## Document extract
++++++

Many other commentators have summarized the lessons Buffett teaches investors in the annual letter, so I won't repeat them here other than to draw your attention to his opinions on the tech stock bubble, including scathing critiques of "giddy participants," "shamelessly merchandising... promoters" and "bubble companies... designed more with an eye to making money off investors rather than for them." Buffett is obviously thinking it, but didn't say it, so I will: shame, shame, shame!

Buffett's thoughts aren't new, as many commentators have written post-mortems for the tech bubble, but Buffett's are the most eloquent I've read and, unlike many other commentators, he warned investors ahead of time.

I also urge you to read Buffett's writings about Aesop and his "immutable" investment axiom, "a bird in the hand is worth two in the bush." Even experienced investors can benefit from an occasional refresher course in Investing 101.

I'd like to use the rest of this column to cover the highlights of the letter and the annual report as they apply to shareholders (I'm one).

Insurance Operations
While Buffett was his usual cautious self -- he's a master at underpromising and overdelivering -- there was plenty of good news to report. Let's start with the insurance operations, which account for the bulk of Berkshire Hathaway's business, and which have performed poorly -- along with the entire sector -- over the past couple years. Berkshire's float grew a robust 10.3% in 2000, from $25.3 billion to an enormous $27.9 billion. (If you're not familiar with float, Buffett provides an excellent explanation in his letter.)

Buffett also noted that Berkshire signed a number of large reinsurance and "retroactive" insurance contracts in 2000. The former "penalizes our current earnings but gives us float we can use for many years to come. After the loss that we incur in the first year of the policy, there are no further costs attached to this business... When these policies are properly priced, we welcome the pain-today, gain-tomorrow effects they have." In contrast, a retroactive insurance contract "neither benefits nor penalizes our current earnings." However, the expected losses "will continue for many years, often stretching into decades. As an offset, though, we have the use of float -- lots of it."

++++++

## Listed records
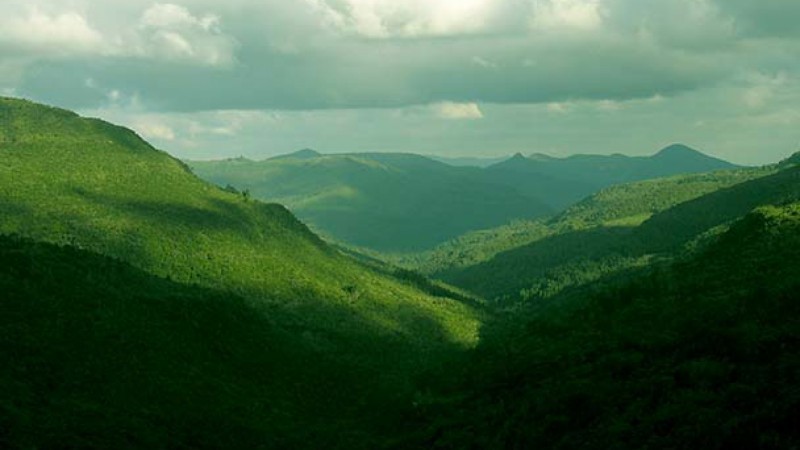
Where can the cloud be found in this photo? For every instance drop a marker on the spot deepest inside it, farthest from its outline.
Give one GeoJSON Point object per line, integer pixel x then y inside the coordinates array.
{"type": "Point", "coordinates": [457, 111]}
{"type": "Point", "coordinates": [171, 32]}
{"type": "Point", "coordinates": [408, 19]}
{"type": "Point", "coordinates": [40, 31]}
{"type": "Point", "coordinates": [56, 34]}
{"type": "Point", "coordinates": [551, 15]}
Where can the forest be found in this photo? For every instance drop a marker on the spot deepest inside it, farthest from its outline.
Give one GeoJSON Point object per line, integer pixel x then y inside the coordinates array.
{"type": "Point", "coordinates": [146, 307]}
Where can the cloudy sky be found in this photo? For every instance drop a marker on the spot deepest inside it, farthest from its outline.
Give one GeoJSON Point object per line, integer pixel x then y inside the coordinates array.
{"type": "Point", "coordinates": [206, 78]}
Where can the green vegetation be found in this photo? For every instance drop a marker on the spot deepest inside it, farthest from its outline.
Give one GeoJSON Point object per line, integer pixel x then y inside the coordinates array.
{"type": "Point", "coordinates": [145, 308]}
{"type": "Point", "coordinates": [386, 202]}
{"type": "Point", "coordinates": [617, 208]}
{"type": "Point", "coordinates": [94, 186]}
{"type": "Point", "coordinates": [698, 354]}
{"type": "Point", "coordinates": [99, 354]}
{"type": "Point", "coordinates": [399, 203]}
{"type": "Point", "coordinates": [567, 180]}
{"type": "Point", "coordinates": [582, 255]}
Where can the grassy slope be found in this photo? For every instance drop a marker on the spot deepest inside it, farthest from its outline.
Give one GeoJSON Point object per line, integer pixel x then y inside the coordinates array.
{"type": "Point", "coordinates": [388, 202]}
{"type": "Point", "coordinates": [578, 256]}
{"type": "Point", "coordinates": [95, 186]}
{"type": "Point", "coordinates": [699, 354]}
{"type": "Point", "coordinates": [102, 355]}
{"type": "Point", "coordinates": [626, 205]}
{"type": "Point", "coordinates": [563, 181]}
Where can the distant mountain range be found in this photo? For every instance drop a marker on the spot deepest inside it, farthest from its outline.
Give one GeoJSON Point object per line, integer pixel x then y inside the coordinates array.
{"type": "Point", "coordinates": [143, 307]}
{"type": "Point", "coordinates": [395, 202]}
{"type": "Point", "coordinates": [559, 182]}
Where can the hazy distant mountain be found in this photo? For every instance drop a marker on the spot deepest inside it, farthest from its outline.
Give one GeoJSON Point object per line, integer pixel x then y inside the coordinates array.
{"type": "Point", "coordinates": [384, 201]}
{"type": "Point", "coordinates": [562, 181]}
{"type": "Point", "coordinates": [407, 202]}
{"type": "Point", "coordinates": [146, 308]}
{"type": "Point", "coordinates": [461, 161]}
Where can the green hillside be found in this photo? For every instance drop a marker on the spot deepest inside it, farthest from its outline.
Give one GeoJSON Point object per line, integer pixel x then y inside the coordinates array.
{"type": "Point", "coordinates": [571, 256]}
{"type": "Point", "coordinates": [697, 354]}
{"type": "Point", "coordinates": [107, 356]}
{"type": "Point", "coordinates": [400, 203]}
{"type": "Point", "coordinates": [563, 181]}
{"type": "Point", "coordinates": [386, 202]}
{"type": "Point", "coordinates": [620, 206]}
{"type": "Point", "coordinates": [98, 187]}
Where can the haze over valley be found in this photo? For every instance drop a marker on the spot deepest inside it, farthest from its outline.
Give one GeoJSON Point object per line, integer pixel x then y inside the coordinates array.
{"type": "Point", "coordinates": [364, 224]}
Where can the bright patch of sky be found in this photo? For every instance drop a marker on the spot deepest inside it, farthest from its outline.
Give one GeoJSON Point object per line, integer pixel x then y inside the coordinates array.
{"type": "Point", "coordinates": [206, 79]}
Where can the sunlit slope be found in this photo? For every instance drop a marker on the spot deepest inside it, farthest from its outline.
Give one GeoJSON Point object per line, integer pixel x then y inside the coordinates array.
{"type": "Point", "coordinates": [702, 353]}
{"type": "Point", "coordinates": [625, 205]}
{"type": "Point", "coordinates": [83, 182]}
{"type": "Point", "coordinates": [563, 181]}
{"type": "Point", "coordinates": [594, 241]}
{"type": "Point", "coordinates": [387, 202]}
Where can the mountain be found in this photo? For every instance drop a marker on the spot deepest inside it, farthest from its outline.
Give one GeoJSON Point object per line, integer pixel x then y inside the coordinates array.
{"type": "Point", "coordinates": [697, 353]}
{"type": "Point", "coordinates": [572, 251]}
{"type": "Point", "coordinates": [305, 153]}
{"type": "Point", "coordinates": [624, 205]}
{"type": "Point", "coordinates": [382, 201]}
{"type": "Point", "coordinates": [563, 181]}
{"type": "Point", "coordinates": [400, 203]}
{"type": "Point", "coordinates": [188, 316]}
{"type": "Point", "coordinates": [460, 161]}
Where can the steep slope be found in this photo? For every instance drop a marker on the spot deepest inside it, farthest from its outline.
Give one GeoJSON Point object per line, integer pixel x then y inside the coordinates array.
{"type": "Point", "coordinates": [699, 354]}
{"type": "Point", "coordinates": [562, 181]}
{"type": "Point", "coordinates": [625, 205]}
{"type": "Point", "coordinates": [98, 354]}
{"type": "Point", "coordinates": [386, 202]}
{"type": "Point", "coordinates": [578, 255]}
{"type": "Point", "coordinates": [85, 183]}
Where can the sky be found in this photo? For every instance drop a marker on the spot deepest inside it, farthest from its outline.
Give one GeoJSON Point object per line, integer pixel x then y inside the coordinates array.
{"type": "Point", "coordinates": [207, 79]}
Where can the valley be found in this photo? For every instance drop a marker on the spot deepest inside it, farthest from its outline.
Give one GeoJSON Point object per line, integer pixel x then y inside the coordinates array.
{"type": "Point", "coordinates": [150, 302]}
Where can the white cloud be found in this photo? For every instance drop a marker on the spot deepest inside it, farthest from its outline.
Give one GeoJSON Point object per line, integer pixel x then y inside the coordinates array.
{"type": "Point", "coordinates": [154, 130]}
{"type": "Point", "coordinates": [557, 108]}
{"type": "Point", "coordinates": [457, 111]}
{"type": "Point", "coordinates": [60, 34]}
{"type": "Point", "coordinates": [40, 30]}
{"type": "Point", "coordinates": [762, 89]}
{"type": "Point", "coordinates": [410, 18]}
{"type": "Point", "coordinates": [553, 15]}
{"type": "Point", "coordinates": [172, 32]}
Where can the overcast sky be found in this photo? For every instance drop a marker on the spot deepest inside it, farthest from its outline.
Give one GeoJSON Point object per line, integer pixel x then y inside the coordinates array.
{"type": "Point", "coordinates": [207, 78]}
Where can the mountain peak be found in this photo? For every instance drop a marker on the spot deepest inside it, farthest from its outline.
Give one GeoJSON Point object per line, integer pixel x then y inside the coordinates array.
{"type": "Point", "coordinates": [305, 153]}
{"type": "Point", "coordinates": [674, 150]}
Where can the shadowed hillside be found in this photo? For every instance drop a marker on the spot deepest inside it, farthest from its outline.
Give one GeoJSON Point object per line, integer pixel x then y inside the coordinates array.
{"type": "Point", "coordinates": [98, 187]}
{"type": "Point", "coordinates": [387, 202]}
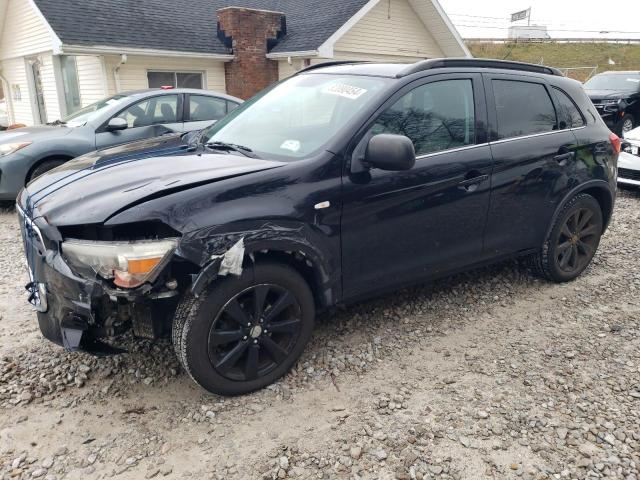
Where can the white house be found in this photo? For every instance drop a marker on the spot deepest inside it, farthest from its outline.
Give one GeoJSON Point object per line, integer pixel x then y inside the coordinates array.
{"type": "Point", "coordinates": [59, 55]}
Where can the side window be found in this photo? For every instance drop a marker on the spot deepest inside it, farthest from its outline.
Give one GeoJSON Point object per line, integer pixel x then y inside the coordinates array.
{"type": "Point", "coordinates": [437, 116]}
{"type": "Point", "coordinates": [203, 108]}
{"type": "Point", "coordinates": [153, 111]}
{"type": "Point", "coordinates": [568, 110]}
{"type": "Point", "coordinates": [523, 108]}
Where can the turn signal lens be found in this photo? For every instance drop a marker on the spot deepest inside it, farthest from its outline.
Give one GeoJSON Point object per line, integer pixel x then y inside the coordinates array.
{"type": "Point", "coordinates": [128, 264]}
{"type": "Point", "coordinates": [615, 142]}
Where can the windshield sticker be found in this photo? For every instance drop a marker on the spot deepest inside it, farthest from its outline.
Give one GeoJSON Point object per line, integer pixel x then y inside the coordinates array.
{"type": "Point", "coordinates": [344, 90]}
{"type": "Point", "coordinates": [293, 145]}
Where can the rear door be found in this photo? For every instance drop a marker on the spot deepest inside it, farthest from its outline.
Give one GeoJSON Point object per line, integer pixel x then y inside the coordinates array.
{"type": "Point", "coordinates": [204, 110]}
{"type": "Point", "coordinates": [399, 227]}
{"type": "Point", "coordinates": [534, 152]}
{"type": "Point", "coordinates": [148, 118]}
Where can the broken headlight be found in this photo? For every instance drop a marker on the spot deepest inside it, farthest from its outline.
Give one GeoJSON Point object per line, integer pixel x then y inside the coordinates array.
{"type": "Point", "coordinates": [128, 264]}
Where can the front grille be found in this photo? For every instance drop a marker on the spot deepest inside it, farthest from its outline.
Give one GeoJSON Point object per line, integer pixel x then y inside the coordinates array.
{"type": "Point", "coordinates": [629, 174]}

++++++

## What to produce
From the column on Buffett's annual letter, list every phrase it quotes from Buffett's critiques of the tech stock bubble. The data are not required for this work.

## Answer to this problem
- "giddy participants"
- "shamelessly merchandising... promoters"
- "bubble companies... designed more with an eye to making money off investors rather than for them"